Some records
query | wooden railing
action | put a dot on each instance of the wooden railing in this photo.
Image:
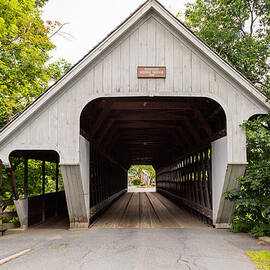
(189, 180)
(6, 212)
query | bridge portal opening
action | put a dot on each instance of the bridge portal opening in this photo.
(141, 178)
(173, 134)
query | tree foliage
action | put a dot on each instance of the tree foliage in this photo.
(253, 199)
(25, 72)
(239, 30)
(135, 173)
(24, 52)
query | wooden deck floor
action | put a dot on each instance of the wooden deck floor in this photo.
(146, 210)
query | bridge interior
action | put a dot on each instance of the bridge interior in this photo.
(172, 134)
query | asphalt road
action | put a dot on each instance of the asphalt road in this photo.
(117, 249)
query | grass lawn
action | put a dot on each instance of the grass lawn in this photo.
(261, 258)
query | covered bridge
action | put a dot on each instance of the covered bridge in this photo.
(150, 93)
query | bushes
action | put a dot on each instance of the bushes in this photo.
(252, 213)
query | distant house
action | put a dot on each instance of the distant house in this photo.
(145, 178)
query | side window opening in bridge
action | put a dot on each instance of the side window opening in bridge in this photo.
(38, 190)
(141, 178)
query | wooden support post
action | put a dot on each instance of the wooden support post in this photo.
(56, 187)
(13, 183)
(43, 191)
(25, 188)
(57, 177)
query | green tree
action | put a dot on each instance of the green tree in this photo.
(135, 172)
(239, 30)
(25, 72)
(24, 52)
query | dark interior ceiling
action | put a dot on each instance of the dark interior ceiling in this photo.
(145, 130)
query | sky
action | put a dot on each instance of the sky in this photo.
(88, 22)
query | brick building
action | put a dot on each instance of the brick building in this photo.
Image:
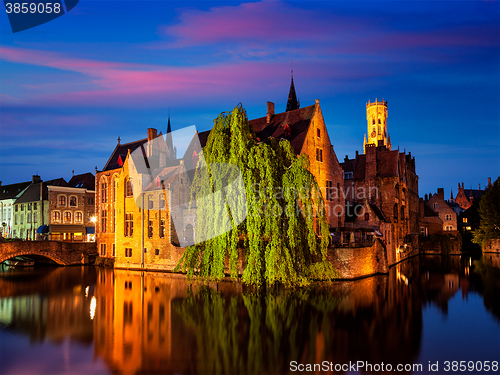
(385, 181)
(445, 212)
(56, 210)
(134, 226)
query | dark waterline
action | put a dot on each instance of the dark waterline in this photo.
(83, 320)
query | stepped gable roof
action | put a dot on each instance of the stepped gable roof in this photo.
(85, 180)
(474, 193)
(12, 190)
(122, 149)
(298, 121)
(378, 211)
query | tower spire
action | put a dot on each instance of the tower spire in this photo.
(292, 103)
(169, 142)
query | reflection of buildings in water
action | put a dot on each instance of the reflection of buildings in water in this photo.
(48, 317)
(134, 324)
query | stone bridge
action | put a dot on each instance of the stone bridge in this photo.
(62, 253)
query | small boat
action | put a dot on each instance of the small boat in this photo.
(19, 263)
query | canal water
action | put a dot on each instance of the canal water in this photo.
(431, 311)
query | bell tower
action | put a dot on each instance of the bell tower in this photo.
(376, 117)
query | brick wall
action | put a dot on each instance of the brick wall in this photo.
(63, 253)
(353, 263)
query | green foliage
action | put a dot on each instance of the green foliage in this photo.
(489, 210)
(284, 207)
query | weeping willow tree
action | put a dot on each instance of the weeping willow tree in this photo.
(285, 235)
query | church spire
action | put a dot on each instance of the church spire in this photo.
(170, 144)
(292, 103)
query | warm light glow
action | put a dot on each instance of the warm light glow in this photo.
(93, 302)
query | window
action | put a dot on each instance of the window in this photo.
(329, 191)
(103, 249)
(128, 189)
(162, 229)
(129, 224)
(104, 221)
(319, 154)
(104, 192)
(61, 200)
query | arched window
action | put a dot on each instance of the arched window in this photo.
(61, 200)
(128, 188)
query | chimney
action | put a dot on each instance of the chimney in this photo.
(152, 133)
(270, 111)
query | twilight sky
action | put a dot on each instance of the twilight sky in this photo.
(111, 69)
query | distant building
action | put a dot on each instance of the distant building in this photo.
(466, 197)
(384, 180)
(8, 195)
(434, 208)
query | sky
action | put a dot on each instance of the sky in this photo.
(107, 69)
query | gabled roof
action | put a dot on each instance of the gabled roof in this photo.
(298, 121)
(122, 149)
(11, 191)
(85, 180)
(388, 163)
(32, 193)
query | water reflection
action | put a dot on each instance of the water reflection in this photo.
(157, 323)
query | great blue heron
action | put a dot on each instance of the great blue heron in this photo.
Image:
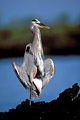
(30, 73)
(36, 46)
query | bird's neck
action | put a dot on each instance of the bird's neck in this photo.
(37, 38)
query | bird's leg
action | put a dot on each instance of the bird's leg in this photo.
(39, 101)
(30, 94)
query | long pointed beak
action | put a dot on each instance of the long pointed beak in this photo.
(43, 26)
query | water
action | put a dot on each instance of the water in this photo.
(12, 93)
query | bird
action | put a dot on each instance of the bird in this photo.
(34, 73)
(36, 47)
(28, 71)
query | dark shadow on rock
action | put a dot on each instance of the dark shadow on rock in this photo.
(65, 107)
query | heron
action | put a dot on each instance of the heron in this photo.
(36, 46)
(30, 73)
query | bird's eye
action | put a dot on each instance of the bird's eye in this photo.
(27, 49)
(34, 20)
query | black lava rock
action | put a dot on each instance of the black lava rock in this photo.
(66, 107)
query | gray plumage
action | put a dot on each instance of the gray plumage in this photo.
(35, 73)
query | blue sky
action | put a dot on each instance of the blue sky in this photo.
(43, 9)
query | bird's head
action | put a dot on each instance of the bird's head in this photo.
(37, 23)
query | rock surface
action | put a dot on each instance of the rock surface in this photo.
(65, 107)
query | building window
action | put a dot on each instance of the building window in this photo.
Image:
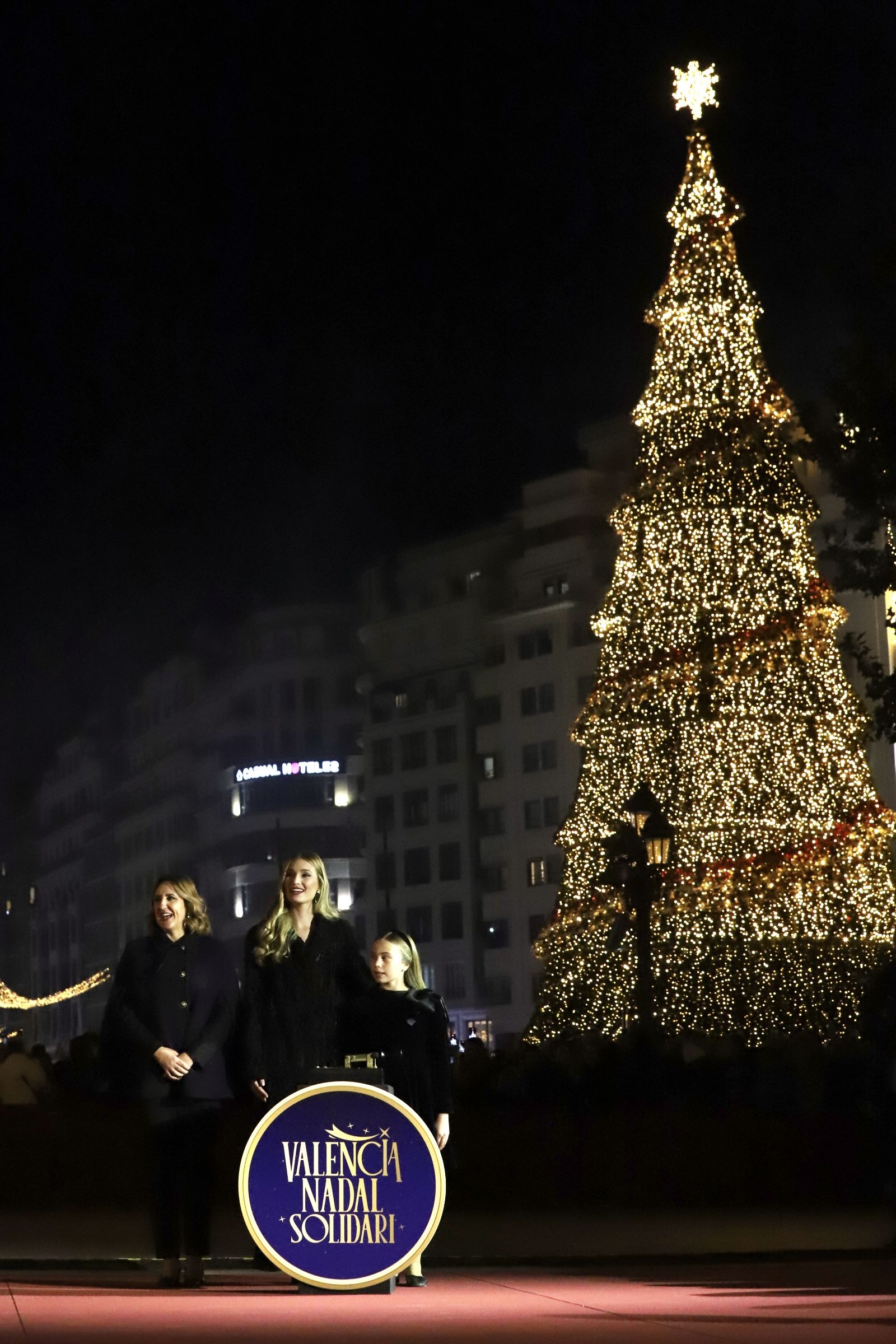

**PROBLEM:** Copy only this, please: the line with "query | long pointed beak" and every line after it through the end of the data, with no pictures.

**ANSWER TO THE EXERCISE:**
query | long pointed beak
action | put a dot on each instance of the long pointed beak in this photo.
(43, 26)
query | water
action | put a dot on each instance of the water in this photo.
(12, 93)
query | bird
action | put a dot on each instance of the bird in this photo.
(34, 73)
(36, 47)
(28, 71)
query | dark shadow on rock
action | put a dot on each instance of the dark shadow on rock in this photo.
(65, 107)
query | heron
action | put a dot on each instance of the heron in this photo.
(36, 46)
(30, 73)
query | bird's eye
action | put a dot on each instance of the bird's eye in this photo.
(27, 49)
(34, 20)
query | black lava rock
action | put a dot on each instance of the black lava rock in this photo.
(66, 107)
query | gray plumage
action | put a dot on each instance of the gray plumage in this photo.
(35, 73)
query | blue sky
action | put a dot on each instance of the blue sky in this photo.
(43, 9)
query | bird's head
action | put a dot on each instance of the bird's head in this photo.
(37, 23)
query | rock surface
action | put a dot on each instance of the rock surface in this photo.
(65, 107)
query | building window
action | put a dot on each instance of the building window in this photo.
Image:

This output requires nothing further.